[Image box annotation data]
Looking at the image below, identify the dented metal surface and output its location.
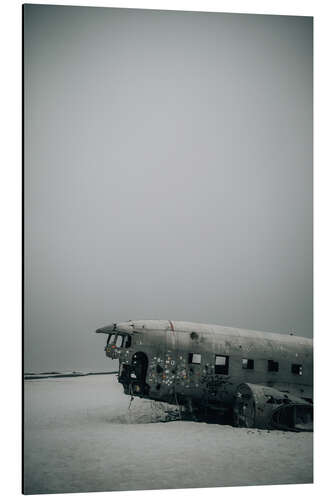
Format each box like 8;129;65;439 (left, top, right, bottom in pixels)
97;320;313;427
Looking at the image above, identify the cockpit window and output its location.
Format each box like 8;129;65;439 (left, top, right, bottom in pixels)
108;333;116;345
116;335;124;347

TASK DESCRIPTION: Reproduce every line of the data above word for word, omitting the pictures.

REPLY TO THE TASK:
Looking at the image below, identify the dented metal surface and output its location.
Format each box like 8;129;65;439 (left, top, right, bottom in pixels)
97;320;313;427
Looking at the image above, identify the cockpit window and output its location.
Format each box like 8;129;65;439 (left, top, right, bottom in pixels)
108;333;116;345
116;335;124;347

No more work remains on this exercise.